> **Records to process**:

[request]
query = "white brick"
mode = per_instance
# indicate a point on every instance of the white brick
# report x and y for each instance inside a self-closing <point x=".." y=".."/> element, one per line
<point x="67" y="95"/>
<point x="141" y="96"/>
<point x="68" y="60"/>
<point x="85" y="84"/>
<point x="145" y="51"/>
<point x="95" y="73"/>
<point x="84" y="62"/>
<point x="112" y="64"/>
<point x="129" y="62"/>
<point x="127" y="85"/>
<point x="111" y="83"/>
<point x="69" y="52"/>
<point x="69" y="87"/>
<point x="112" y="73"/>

> **Task brief**: Copy out exactly the lines that run from the one holding "mode = per_instance" through the end of the data above.

> **Response area**:
mode = per_instance
# indicate a point on every instance of the white brick
# report x and y for each instance inside a self-closing <point x=".." y=".."/> element, one per line
<point x="67" y="95"/>
<point x="141" y="96"/>
<point x="68" y="60"/>
<point x="85" y="84"/>
<point x="145" y="51"/>
<point x="95" y="73"/>
<point x="84" y="62"/>
<point x="112" y="64"/>
<point x="129" y="62"/>
<point x="127" y="85"/>
<point x="111" y="83"/>
<point x="69" y="52"/>
<point x="69" y="87"/>
<point x="112" y="73"/>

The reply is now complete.